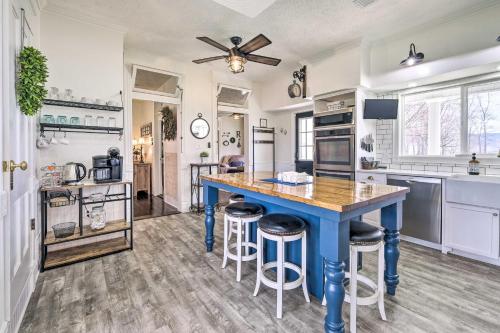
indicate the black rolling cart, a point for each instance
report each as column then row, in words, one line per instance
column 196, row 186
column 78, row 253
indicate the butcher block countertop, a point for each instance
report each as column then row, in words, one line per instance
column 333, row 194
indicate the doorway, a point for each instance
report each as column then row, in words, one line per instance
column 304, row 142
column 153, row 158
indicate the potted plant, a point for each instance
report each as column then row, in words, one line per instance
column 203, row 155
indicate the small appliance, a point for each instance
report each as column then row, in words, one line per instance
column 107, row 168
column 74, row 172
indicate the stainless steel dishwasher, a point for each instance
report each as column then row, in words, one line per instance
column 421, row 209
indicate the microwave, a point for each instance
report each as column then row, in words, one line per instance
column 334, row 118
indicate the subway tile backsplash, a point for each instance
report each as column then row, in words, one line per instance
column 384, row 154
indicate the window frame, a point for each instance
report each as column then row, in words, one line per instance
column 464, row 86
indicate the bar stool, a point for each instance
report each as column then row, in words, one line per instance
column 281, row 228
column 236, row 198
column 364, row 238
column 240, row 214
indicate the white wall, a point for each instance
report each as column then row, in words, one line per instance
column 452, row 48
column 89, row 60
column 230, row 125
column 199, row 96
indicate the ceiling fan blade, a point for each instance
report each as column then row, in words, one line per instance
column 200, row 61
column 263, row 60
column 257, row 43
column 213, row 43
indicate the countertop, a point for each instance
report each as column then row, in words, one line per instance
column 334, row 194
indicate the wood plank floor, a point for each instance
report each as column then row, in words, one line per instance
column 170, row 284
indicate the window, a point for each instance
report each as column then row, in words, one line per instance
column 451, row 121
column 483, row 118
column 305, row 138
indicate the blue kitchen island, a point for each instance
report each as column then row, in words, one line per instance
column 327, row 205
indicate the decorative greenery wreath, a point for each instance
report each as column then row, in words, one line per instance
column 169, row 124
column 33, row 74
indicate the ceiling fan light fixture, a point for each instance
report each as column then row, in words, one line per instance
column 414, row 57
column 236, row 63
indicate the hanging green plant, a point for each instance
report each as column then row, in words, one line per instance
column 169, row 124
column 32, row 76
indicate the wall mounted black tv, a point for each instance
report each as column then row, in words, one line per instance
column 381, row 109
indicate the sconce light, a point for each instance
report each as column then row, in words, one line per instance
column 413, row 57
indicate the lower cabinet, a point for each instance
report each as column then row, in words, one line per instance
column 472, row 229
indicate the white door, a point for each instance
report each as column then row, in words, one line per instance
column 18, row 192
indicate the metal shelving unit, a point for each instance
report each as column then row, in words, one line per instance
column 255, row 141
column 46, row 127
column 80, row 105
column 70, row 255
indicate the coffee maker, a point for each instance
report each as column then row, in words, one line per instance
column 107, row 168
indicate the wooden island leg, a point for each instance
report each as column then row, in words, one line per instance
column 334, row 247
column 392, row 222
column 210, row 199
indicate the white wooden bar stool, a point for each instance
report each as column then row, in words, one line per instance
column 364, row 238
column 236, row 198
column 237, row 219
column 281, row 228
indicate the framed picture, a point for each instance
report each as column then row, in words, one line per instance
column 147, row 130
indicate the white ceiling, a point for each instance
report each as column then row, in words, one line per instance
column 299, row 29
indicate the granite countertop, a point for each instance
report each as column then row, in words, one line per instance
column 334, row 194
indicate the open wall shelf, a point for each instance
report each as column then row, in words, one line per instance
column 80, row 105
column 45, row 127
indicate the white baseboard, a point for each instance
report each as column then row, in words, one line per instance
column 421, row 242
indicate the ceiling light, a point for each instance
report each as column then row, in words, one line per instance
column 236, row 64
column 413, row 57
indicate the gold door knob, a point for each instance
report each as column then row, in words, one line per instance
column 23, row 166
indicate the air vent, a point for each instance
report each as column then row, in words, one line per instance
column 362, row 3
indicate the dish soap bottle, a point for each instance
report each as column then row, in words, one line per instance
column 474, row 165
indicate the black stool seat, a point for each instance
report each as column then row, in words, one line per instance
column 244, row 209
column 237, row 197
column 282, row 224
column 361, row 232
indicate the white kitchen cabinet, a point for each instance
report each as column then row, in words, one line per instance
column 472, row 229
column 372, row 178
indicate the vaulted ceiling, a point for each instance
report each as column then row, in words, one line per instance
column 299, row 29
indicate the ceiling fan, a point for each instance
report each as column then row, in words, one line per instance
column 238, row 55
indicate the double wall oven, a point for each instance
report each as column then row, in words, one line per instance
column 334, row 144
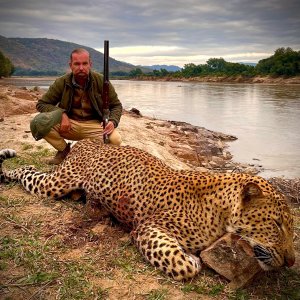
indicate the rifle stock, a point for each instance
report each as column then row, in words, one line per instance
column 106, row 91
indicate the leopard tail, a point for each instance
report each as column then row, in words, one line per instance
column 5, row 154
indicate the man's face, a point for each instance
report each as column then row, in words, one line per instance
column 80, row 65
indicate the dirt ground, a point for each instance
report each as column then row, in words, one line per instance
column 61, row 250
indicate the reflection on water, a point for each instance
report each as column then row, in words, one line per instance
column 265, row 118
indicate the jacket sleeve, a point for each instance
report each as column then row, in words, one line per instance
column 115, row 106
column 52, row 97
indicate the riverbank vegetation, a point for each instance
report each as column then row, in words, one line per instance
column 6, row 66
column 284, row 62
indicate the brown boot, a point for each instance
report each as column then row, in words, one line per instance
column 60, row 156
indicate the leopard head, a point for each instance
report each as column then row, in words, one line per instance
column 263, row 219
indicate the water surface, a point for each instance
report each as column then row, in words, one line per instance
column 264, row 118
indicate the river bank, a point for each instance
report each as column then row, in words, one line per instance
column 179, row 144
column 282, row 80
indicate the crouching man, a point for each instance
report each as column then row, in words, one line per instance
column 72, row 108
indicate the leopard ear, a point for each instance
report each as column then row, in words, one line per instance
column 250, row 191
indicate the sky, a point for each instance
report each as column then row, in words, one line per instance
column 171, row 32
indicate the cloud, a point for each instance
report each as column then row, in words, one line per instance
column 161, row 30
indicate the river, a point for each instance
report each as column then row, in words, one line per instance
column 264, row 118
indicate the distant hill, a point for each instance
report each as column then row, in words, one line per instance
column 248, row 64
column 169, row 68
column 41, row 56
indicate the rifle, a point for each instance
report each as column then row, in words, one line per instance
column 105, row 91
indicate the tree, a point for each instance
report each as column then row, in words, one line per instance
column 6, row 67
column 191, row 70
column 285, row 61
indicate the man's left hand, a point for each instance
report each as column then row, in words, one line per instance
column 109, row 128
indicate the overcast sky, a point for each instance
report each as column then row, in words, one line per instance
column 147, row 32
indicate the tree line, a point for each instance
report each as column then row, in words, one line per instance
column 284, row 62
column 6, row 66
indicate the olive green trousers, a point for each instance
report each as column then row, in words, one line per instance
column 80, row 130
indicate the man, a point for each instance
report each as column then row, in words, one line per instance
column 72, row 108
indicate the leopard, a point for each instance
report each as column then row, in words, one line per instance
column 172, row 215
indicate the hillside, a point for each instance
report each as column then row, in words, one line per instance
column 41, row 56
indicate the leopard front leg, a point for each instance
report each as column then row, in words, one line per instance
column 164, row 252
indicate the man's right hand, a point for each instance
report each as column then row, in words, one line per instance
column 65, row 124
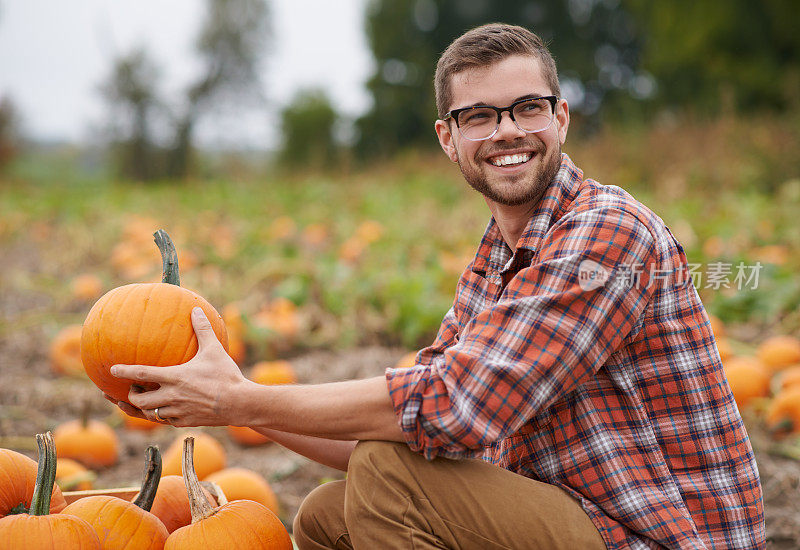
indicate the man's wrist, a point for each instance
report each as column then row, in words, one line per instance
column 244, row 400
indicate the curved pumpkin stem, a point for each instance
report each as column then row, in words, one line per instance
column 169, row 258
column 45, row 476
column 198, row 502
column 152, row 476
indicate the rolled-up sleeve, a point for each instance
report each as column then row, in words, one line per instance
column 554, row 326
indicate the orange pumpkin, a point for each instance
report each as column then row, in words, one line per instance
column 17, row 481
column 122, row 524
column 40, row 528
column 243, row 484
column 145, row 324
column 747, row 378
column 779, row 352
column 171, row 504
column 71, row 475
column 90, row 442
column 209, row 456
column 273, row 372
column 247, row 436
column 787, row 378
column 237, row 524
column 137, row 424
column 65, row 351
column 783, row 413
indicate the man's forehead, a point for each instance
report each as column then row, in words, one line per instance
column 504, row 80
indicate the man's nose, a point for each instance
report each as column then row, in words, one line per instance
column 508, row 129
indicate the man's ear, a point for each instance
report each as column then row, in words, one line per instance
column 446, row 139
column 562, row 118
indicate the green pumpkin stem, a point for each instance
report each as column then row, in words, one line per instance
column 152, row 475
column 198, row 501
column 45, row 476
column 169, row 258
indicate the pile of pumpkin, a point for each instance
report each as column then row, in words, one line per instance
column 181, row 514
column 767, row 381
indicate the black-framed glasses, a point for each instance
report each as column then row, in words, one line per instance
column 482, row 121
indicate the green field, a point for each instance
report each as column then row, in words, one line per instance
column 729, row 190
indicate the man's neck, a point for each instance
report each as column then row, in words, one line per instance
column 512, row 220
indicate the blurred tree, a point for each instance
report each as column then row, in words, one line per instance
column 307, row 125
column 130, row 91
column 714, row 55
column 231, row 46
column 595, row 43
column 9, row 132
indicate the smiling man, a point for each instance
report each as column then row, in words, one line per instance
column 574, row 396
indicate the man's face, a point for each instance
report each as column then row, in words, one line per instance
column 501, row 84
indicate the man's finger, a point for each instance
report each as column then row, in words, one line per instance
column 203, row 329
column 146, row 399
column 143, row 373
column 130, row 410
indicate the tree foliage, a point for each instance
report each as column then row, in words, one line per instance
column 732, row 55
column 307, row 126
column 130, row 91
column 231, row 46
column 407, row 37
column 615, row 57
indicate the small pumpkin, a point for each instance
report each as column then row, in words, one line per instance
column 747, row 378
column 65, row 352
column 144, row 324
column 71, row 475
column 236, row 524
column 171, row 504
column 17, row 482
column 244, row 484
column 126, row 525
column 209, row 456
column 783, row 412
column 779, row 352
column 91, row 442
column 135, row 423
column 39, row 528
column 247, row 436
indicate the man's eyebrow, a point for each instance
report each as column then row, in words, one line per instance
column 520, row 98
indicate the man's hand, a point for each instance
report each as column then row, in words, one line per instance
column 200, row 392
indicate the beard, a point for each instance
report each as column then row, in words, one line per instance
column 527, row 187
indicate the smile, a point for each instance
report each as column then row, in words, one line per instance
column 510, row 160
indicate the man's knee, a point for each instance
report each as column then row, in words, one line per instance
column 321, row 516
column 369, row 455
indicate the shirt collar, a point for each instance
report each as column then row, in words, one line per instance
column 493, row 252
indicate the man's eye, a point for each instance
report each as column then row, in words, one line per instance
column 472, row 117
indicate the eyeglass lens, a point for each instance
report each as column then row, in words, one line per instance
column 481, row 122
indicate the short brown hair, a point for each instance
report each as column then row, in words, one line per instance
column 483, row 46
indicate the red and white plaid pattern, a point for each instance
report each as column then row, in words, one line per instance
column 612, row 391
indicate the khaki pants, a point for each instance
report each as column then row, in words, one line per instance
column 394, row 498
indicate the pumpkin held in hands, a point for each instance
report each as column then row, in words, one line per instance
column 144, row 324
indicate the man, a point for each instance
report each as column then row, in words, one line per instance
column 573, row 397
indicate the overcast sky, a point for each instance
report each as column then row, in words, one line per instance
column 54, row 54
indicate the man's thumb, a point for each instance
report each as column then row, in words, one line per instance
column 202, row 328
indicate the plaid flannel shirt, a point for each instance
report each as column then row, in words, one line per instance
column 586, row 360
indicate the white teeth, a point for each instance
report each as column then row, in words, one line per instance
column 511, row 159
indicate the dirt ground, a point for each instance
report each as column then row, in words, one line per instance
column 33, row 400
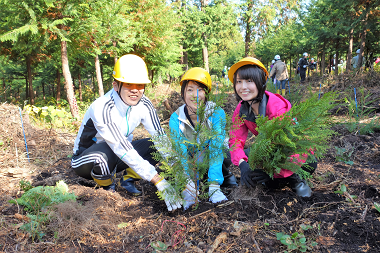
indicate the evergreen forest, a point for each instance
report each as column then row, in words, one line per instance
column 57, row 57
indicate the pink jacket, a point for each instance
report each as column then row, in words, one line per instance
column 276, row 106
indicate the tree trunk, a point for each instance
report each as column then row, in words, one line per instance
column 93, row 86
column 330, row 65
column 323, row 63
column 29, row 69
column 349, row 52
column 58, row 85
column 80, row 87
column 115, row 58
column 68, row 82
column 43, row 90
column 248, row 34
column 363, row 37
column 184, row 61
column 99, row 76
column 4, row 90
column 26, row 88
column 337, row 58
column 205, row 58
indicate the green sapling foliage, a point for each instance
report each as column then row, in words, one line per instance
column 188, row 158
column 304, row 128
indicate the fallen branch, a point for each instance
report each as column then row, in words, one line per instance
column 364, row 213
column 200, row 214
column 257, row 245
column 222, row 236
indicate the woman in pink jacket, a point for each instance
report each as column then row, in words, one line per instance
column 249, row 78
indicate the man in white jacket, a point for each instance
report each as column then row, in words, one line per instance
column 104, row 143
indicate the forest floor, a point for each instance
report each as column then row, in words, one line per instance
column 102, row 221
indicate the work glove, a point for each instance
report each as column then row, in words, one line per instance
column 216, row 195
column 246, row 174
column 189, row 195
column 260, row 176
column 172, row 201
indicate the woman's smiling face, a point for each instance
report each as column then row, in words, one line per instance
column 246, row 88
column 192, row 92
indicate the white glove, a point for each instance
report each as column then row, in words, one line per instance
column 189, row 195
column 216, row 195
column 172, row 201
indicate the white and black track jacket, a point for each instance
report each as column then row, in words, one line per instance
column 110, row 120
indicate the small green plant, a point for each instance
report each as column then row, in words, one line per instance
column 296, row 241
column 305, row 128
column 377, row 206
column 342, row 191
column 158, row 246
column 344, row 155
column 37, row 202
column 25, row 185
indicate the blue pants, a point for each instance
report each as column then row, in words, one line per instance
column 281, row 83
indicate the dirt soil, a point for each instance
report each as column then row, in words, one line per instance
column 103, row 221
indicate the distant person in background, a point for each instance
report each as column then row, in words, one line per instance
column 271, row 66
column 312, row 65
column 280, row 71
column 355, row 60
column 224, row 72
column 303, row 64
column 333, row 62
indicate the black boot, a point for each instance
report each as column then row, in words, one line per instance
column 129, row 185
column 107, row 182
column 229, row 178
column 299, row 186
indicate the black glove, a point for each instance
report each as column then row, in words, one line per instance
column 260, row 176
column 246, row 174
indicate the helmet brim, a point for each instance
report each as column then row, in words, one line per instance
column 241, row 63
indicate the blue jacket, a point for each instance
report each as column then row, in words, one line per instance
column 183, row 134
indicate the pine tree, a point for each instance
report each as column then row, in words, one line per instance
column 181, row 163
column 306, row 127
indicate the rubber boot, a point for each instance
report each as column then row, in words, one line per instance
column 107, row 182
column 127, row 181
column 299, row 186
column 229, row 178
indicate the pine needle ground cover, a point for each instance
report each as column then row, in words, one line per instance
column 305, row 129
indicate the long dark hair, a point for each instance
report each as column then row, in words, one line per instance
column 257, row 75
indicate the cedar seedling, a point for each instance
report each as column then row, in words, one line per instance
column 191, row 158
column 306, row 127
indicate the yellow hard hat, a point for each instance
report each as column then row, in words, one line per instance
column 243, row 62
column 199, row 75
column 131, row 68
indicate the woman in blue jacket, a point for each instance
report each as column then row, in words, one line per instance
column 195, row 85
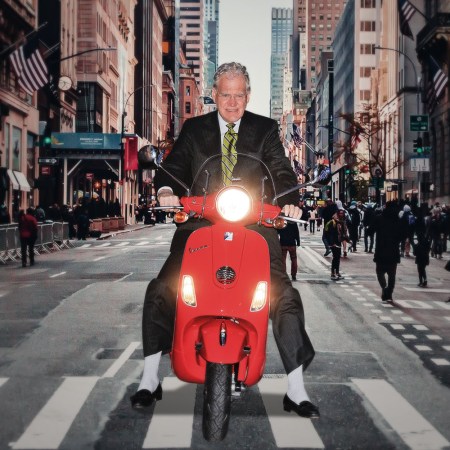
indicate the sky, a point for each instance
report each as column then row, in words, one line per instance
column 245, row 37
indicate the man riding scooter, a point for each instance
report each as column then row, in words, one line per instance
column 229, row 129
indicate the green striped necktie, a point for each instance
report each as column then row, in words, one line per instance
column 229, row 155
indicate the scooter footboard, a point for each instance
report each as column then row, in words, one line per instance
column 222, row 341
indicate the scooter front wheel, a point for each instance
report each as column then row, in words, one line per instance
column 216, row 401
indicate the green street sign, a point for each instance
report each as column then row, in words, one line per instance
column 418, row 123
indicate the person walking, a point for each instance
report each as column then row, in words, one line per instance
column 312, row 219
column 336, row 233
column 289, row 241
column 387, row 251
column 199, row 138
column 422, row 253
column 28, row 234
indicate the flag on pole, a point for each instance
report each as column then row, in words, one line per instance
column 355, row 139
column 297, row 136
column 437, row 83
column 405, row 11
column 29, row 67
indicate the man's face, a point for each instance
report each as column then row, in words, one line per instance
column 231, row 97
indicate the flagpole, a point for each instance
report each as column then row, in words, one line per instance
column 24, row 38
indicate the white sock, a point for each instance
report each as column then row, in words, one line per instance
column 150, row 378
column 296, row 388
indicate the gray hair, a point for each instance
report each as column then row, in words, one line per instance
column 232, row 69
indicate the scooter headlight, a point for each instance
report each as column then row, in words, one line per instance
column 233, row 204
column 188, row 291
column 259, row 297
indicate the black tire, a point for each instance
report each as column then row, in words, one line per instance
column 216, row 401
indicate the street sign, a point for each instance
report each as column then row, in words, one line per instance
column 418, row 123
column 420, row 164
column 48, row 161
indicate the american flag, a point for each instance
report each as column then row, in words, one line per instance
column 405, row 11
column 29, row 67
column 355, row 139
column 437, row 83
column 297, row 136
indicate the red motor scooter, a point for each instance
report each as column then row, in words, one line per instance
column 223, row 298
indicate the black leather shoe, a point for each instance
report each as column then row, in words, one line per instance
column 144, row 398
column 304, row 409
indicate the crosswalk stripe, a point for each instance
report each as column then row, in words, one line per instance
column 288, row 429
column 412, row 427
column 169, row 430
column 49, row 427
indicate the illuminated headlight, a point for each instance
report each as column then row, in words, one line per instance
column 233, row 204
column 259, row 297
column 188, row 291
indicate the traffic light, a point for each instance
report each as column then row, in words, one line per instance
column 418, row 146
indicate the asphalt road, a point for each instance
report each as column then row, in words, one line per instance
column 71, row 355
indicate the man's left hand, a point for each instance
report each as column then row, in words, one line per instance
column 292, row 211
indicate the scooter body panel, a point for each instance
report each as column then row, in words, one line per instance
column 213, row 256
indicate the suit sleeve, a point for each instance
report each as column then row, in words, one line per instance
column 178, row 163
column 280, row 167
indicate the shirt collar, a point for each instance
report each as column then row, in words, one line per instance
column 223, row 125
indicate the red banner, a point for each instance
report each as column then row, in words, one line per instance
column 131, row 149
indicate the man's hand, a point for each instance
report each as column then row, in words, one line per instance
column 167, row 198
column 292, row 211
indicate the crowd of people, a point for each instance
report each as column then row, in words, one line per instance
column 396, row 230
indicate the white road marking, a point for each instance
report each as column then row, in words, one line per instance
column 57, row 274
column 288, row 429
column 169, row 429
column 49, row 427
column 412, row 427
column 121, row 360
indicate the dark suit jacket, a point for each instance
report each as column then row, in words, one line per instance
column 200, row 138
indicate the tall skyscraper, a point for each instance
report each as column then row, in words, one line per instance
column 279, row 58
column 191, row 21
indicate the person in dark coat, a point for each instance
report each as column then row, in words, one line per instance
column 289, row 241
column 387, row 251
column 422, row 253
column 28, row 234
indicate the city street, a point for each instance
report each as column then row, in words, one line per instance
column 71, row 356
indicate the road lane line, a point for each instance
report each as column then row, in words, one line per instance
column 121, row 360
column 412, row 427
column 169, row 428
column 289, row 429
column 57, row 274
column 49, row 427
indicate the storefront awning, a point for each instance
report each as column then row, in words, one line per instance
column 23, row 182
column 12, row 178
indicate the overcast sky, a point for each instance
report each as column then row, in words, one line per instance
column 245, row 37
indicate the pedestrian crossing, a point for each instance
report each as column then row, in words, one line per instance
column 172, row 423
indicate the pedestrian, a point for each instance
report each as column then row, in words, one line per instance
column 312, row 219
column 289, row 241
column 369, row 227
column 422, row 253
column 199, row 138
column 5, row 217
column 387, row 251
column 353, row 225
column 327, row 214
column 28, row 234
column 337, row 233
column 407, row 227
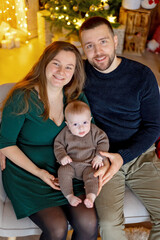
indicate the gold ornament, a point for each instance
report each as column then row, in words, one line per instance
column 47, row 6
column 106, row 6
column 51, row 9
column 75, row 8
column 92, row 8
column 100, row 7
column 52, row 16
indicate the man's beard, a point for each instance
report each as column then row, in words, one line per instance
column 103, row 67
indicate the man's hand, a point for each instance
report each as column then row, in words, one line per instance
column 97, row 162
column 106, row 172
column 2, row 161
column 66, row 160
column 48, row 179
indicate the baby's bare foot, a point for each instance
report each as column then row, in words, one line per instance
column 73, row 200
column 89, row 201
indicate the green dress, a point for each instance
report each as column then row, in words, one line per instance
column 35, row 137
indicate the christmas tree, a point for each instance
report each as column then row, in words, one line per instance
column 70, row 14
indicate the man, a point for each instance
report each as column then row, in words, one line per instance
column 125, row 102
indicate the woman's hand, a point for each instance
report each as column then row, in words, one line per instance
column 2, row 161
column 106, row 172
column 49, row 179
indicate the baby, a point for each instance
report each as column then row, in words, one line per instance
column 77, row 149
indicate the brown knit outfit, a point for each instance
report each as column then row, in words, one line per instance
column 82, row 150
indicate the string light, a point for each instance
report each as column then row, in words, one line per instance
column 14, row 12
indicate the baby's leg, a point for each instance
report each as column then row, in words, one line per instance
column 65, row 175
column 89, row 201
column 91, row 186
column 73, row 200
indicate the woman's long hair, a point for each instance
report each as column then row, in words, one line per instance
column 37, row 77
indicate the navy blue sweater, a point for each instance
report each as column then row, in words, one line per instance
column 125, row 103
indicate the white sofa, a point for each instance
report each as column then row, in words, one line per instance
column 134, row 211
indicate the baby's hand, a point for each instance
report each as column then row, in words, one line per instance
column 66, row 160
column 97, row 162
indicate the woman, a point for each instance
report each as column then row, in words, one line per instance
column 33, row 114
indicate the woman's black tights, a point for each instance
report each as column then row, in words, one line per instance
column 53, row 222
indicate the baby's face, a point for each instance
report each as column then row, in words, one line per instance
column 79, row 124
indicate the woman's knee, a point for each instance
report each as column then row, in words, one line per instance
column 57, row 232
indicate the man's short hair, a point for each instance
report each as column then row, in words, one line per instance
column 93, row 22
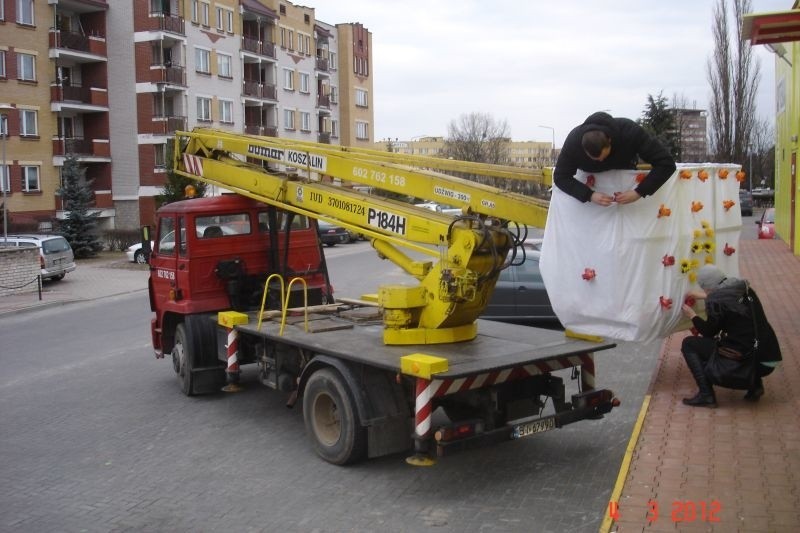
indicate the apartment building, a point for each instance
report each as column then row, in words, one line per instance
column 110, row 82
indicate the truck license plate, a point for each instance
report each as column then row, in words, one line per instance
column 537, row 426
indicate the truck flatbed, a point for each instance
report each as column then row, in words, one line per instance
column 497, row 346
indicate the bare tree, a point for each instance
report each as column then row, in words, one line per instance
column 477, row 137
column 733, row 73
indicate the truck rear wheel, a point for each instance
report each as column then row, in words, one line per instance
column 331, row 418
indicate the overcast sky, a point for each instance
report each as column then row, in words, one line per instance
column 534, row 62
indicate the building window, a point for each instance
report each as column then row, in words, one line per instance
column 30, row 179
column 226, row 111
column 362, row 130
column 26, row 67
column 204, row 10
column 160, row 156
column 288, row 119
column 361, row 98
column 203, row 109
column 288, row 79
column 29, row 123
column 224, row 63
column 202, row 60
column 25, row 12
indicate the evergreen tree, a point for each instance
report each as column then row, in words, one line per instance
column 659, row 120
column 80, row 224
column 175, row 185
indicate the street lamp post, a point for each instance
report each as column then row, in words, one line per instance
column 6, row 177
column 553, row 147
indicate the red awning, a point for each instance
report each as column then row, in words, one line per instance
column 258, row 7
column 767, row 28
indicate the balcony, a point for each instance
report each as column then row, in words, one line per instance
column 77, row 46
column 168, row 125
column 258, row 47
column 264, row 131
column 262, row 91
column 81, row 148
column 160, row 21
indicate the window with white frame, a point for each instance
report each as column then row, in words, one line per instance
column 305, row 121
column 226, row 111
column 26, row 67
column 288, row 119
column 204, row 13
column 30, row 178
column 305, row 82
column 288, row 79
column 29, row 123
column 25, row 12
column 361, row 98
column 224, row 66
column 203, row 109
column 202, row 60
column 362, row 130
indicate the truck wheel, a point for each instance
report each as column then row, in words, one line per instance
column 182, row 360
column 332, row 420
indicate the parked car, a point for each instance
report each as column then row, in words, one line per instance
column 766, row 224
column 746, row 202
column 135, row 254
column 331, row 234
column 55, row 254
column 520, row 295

^^^^

### WORK REQUIRED
Count the lines of the material above that contain "distant"; your reply is that number and no more.

### EXPECTED OUTPUT
2